> **Aim**: Render each line of the data below as a row in a Markdown table with the columns Row and Data line. Omit blank lines and the picture.

> **Records from a point-labeling set**:
════════

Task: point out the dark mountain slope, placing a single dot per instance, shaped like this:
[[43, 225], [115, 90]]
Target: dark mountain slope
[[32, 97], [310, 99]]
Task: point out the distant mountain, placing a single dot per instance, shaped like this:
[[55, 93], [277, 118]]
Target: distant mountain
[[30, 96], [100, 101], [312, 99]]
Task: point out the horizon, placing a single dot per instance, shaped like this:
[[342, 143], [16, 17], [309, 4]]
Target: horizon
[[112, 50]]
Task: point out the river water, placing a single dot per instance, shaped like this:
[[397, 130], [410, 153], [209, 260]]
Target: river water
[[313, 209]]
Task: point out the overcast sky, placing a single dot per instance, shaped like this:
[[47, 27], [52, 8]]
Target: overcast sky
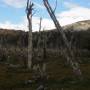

════════

> **Solution to the problem**:
| Row | Data line |
|---|---|
| 1 | Task: point out the dark mountain slope, placing a single dot per instance, shaped like this: |
| 2 | [[43, 225], [115, 90]] |
| 3 | Target: dark mountain slope |
| 4 | [[32, 97], [310, 99]] |
| 5 | Task: point out the distant mountain, placing a single dot per instance, shaped like this: |
| 6 | [[55, 93], [277, 118]] |
| 7 | Target: distant mountain |
| 8 | [[30, 96], [100, 101], [312, 99]] |
| 9 | Task: point out the horizon, placing a single dot per instance, shaped like this: |
| 10 | [[342, 143], [16, 17], [309, 4]] |
| 11 | Target: horizon |
| 12 | [[112, 50]] |
| 13 | Task: point out the river water, placing a single dot per instance, shaped like this: |
| 14 | [[397, 130], [410, 153], [209, 260]] |
| 15 | Target: river water |
| 16 | [[313, 209]] |
| 17 | Task: point out the overcast sky, placing a single dot per instance, shaped like this: |
| 18 | [[47, 27], [52, 8]] |
| 19 | Target: overcast sky |